• _PASSAGE_
# Eating and bathing



## Shelly (Apr 27, 2011)

Gamera LOVES to eat while bathing. He hates to bath, and is somewhat of a picky eater, but put the 2 together and he seems very happy to do both.


----------



## dmarcus (Apr 27, 2011)

I guess you figure out what works and just go with it.. Gamera is multi-tasking..Cool photo..


----------



## Tom (Apr 27, 2011)

Hey, whatever works.


----------



## african cake queen (Apr 28, 2011)

what a cute little guy! just love the name!


----------



## CtTortoiseMom (Apr 28, 2011)

That is too cute, glad you figured something out to make him happy.


----------



## DixieParadise (May 16, 2011)

Shelly, I love your signature. That is so funny. I would run from that Tort, too


----------



## ascott (May 17, 2011)

Awesome! We have four CDT's, Humphry, Herman, Hayes and we have a Ghamara too..not spelled the same...so have to say your Fort has a Fantastic name...you must be a Godzilla fan as well  our guy Herman refuses to soak unless it is his idea...he actually flops his feet tucks his head in and rams the inside soaked wall like the gladiators they can be...so we just leave him a shallow dish with water to remain in control...hahaha


----------



## ALDABRAMAN (May 20, 2011)

That is interesting, looks like he eats real good.


----------

• _ENTRIES_
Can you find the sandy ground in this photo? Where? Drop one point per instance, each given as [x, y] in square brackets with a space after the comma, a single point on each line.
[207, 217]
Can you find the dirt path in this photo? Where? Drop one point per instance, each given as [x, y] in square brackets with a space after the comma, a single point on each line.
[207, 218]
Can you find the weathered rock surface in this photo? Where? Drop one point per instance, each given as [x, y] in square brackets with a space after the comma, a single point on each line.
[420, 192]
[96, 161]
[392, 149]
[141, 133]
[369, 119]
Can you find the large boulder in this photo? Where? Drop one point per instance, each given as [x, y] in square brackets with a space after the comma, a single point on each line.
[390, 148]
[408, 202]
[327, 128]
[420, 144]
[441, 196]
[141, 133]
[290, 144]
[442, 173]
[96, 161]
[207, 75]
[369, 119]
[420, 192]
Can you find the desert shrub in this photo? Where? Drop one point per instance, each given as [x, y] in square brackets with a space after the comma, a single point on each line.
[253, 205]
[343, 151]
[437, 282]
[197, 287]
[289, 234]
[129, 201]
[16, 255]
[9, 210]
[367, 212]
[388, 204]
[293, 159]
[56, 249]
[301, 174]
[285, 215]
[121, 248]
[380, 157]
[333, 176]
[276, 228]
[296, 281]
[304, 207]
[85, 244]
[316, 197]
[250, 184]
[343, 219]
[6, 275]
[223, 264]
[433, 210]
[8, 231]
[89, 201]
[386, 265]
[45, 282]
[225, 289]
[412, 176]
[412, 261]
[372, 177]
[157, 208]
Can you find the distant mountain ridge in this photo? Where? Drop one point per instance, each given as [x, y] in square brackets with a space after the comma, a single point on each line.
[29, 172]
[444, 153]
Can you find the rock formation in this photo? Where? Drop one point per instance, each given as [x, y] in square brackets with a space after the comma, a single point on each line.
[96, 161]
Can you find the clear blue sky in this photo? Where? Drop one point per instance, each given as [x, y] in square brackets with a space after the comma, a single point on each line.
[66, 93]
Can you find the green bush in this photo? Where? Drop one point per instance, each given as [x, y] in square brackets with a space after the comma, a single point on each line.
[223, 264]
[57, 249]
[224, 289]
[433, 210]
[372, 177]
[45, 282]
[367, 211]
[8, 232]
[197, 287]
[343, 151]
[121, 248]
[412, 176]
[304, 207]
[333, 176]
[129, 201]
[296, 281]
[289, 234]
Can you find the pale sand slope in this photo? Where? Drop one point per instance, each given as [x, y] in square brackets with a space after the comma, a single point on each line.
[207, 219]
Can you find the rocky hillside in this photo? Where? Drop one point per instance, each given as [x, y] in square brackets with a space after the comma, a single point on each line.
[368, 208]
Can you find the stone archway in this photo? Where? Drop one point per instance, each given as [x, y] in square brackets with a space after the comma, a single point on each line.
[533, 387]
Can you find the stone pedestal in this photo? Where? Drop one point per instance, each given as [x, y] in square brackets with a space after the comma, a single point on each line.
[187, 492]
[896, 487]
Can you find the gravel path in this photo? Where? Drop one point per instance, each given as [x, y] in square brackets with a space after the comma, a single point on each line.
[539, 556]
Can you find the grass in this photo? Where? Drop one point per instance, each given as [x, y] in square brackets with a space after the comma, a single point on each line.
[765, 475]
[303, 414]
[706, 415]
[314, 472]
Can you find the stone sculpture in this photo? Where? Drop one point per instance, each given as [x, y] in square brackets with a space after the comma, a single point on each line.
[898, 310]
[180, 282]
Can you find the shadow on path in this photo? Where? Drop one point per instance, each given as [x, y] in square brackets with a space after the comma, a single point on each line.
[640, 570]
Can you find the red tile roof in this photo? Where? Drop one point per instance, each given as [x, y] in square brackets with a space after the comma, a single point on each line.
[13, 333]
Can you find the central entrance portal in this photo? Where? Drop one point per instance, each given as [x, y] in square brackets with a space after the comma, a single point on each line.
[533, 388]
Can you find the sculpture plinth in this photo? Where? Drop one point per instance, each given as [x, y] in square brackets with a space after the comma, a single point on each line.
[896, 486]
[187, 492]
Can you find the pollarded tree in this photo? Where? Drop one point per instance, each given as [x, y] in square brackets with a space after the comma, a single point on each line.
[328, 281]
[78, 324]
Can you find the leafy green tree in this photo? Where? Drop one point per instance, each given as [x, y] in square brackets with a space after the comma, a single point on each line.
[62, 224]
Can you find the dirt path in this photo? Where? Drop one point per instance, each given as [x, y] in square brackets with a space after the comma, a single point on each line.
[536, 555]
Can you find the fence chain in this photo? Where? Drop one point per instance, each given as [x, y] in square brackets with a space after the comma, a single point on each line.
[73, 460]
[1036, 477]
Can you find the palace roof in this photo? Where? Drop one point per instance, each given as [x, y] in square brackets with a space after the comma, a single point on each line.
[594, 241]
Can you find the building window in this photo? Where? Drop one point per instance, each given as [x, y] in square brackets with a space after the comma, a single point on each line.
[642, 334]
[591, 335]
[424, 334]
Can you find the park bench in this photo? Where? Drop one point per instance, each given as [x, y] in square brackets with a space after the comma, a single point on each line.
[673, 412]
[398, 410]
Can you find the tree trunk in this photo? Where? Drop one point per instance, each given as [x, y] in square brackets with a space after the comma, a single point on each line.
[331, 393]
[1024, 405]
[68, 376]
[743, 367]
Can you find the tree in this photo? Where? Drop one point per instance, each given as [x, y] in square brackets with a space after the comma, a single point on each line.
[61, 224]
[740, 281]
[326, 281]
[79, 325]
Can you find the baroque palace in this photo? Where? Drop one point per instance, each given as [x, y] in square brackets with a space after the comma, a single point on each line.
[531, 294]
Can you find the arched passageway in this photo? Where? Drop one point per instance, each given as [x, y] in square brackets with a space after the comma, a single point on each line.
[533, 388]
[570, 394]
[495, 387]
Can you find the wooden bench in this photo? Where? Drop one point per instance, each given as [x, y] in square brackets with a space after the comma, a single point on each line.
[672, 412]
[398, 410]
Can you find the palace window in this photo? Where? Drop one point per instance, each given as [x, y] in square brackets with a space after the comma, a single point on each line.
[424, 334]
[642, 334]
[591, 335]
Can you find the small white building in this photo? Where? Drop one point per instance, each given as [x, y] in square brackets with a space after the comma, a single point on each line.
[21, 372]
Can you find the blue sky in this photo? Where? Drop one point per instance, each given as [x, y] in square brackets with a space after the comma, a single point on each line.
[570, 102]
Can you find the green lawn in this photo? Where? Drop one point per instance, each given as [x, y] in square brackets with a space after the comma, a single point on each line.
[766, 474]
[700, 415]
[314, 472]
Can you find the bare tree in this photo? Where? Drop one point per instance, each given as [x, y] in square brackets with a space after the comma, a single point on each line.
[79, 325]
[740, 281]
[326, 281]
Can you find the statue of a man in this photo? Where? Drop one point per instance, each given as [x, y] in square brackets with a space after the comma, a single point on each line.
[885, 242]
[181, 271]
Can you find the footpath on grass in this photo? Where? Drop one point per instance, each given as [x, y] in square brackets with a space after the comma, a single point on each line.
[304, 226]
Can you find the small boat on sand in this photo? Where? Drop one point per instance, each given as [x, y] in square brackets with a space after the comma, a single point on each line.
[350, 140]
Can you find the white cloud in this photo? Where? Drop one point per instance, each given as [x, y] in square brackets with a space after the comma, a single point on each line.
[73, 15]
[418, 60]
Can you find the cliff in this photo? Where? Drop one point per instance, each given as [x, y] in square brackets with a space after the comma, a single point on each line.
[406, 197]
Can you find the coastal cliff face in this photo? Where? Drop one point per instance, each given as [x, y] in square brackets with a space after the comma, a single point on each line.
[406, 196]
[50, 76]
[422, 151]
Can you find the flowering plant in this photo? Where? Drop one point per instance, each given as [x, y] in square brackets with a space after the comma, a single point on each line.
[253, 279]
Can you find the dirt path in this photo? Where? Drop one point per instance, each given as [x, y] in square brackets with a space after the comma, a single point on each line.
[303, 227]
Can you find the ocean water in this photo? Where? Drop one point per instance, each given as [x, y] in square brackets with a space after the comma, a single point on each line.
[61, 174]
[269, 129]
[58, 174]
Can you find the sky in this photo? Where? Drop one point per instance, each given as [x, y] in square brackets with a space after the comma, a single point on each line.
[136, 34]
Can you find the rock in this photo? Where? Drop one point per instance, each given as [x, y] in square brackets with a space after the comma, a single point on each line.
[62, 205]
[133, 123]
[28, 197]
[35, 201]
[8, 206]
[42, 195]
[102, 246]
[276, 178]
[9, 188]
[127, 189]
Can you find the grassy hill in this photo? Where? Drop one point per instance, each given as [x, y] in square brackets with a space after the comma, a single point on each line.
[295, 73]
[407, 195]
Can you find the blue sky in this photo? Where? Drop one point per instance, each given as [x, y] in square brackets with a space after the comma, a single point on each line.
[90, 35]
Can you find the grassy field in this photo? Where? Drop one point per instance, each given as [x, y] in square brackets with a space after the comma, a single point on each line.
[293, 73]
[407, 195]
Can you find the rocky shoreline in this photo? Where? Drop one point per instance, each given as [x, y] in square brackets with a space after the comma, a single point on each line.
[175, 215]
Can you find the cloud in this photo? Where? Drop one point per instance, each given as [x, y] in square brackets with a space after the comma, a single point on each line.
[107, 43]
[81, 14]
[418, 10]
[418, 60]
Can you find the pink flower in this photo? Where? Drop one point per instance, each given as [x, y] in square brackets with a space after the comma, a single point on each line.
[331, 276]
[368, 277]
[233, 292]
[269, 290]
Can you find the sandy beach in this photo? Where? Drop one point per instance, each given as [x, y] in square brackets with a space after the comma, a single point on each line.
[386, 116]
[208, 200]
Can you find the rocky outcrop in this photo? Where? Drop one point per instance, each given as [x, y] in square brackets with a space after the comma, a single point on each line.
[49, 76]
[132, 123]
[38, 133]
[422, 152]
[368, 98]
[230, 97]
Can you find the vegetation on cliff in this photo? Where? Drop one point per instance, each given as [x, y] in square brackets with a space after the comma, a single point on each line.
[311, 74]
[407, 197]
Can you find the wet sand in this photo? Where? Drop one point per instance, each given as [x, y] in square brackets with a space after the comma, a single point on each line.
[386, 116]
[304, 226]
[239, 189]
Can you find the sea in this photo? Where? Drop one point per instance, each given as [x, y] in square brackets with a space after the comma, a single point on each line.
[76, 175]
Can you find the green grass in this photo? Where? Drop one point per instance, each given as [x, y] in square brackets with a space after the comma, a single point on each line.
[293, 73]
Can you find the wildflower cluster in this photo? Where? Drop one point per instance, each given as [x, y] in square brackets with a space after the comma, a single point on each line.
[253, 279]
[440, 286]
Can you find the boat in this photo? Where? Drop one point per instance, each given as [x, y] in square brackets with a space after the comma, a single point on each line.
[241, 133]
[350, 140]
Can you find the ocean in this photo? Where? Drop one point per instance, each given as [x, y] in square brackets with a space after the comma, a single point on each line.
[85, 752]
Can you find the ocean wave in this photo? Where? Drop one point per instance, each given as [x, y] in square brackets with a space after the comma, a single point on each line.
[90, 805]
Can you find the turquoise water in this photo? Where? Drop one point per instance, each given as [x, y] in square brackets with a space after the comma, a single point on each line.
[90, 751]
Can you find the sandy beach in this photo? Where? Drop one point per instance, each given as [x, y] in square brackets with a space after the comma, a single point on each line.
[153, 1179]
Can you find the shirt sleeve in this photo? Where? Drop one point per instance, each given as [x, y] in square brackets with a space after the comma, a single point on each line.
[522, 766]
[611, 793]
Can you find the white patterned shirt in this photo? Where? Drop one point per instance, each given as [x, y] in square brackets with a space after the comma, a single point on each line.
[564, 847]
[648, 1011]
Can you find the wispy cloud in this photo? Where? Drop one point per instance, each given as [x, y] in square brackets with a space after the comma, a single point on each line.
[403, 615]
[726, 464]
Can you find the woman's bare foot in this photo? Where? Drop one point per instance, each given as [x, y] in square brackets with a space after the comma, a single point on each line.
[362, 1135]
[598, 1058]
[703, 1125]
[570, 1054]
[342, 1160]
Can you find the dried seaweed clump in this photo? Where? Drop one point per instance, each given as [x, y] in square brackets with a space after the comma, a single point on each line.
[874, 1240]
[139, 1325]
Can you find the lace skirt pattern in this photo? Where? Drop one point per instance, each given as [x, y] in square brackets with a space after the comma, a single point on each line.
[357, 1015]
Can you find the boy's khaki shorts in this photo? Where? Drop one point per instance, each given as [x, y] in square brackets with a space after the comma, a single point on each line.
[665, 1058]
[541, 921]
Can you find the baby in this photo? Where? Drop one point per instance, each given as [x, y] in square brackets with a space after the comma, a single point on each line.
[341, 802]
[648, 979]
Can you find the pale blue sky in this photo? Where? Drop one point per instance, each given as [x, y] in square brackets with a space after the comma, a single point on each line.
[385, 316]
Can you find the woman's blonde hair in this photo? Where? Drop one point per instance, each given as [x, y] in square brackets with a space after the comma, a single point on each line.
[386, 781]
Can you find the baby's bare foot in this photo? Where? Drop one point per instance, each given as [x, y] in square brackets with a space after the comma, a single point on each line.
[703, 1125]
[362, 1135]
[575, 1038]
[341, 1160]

• _INSTRUCTIONS TO FOLLOW_
Write out, word for word, the portion of the eating-and-bathing thread that opens with the words containing "## dmarcus (Apr" and closes with "Hey, whatever works.".

• _THE COMPLETED TASK_
## dmarcus (Apr 27, 2011)

I guess you figure out what works and just go with it.. Gamera is multi-tasking..Cool photo..


----------



## Tom (Apr 27, 2011)

Hey, whatever works.